The Prickly Problem of Injustice (Ecclesiastes 3:16-18)

As we finish up Ecclesiastes 3 we see the Preacher dealing with the issue of injustice here on earth and whether real justice can be expected here, then Solomon gets back to the issue of dying, one issue that frequency disturbs him.

16 Moreover, I saw under the sun that in the place of justice, even there was wickedness, and in the place of righteousness, even there was wickedness. 17 I said in my heart, God will judge the righteous and the wicked, for there is a time for every matter and for every work. 18 I said in my heart with regard to the children of man that God is testing them that they may see that they themselves are but beasts. 19 For what happens to the children of man and what happens to the beasts is the same; as one dies, so dies the other. They all have the same breath, and man has no advantage over the beasts, for all is vanity. 20 All go to one place. All are from the dust, and to dust all return. 21 Who knows whether the spirit of man goes upward and the spirit of the beast goes down into the earth? 22 So I saw that there is nothing better than that a man should rejoice in his work, for that is his lot. Who can bring him to see what will be after him?

Even if someone believes that we are nothing more than mere material beings, whose choices have nothing to do with a sense of morality but are just physical/chemical responses we have no control over, we don’t live that way.
================================
• **Exercise requirements**
[a] Please quote the Ecclesiastes 3 commentary word for word, starting at "As we finish" and ending at "frequency disturbs him.".
[b] Extend the Ecclesiastes 3 commentary with new sentences that pick up after its final line.

• **Source excerpt**
================================
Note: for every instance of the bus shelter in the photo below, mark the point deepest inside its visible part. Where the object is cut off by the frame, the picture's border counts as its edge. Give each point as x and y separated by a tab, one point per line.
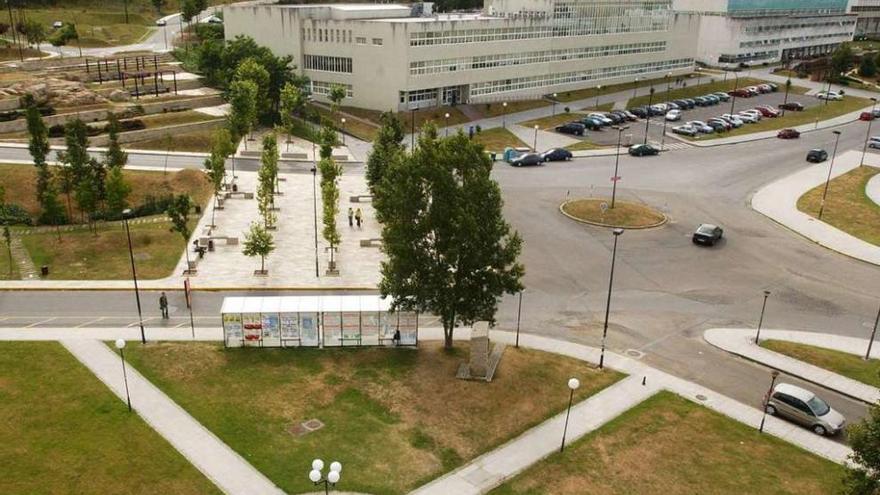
================================
• **The replies**
[a]
As we finish up Ecclesiastes 3 we see the Preacher dealing with the issue of injustice here on earth and whether real justice can be expected here, then Solomon gets back to the issue of dying, one issue that frequency disturbs him.

[b]
Materialists and atheists hardly live consistently with their worldview.  Instead, they say we are nothing more than the result of physical or chemical processes, but in reality they make choices every day and do cry out “This is unfair” or “This can’t be right.”  They know when they see right and wrong.

The reality is, they deny real choice and a sense of morality because they want to escape any thought of being held accountable for their life.

One of the more consistent arguments against Christianity is the existence of evil.  If there is a God, why does He allow evil?  Well, there are several possible answers to that, but let me just say that we all have questions at times of “Why do innocent people suffer?” and “Why do bad people get away with it?”

That seems to be part of the issue Solomon is dealing with here in vv. 16-18.

A phenomenon that makes it most difficult for us to understand God’s ways, and respond to them properly, is the problem of injustice in this life.  Solomon believed God would eventually balance the scales of justice (v. 17), and that He uses injustice for His own purposes (v. 18).

We don’t always get justice here on earth, Solomon says, in v. 16.  There is “wickedness” even in “the place of justice” and “the place of righteousness.”  God has established governing authorities for our good, to reward good and punish evil, according to Romans 13.  But we know it doesn’t always turn out this way.

We believe that life is ordered by moral principles, that when violated, receive punishment.  But that doesn’t always seem to happen, at least not soon, or not in this life at all.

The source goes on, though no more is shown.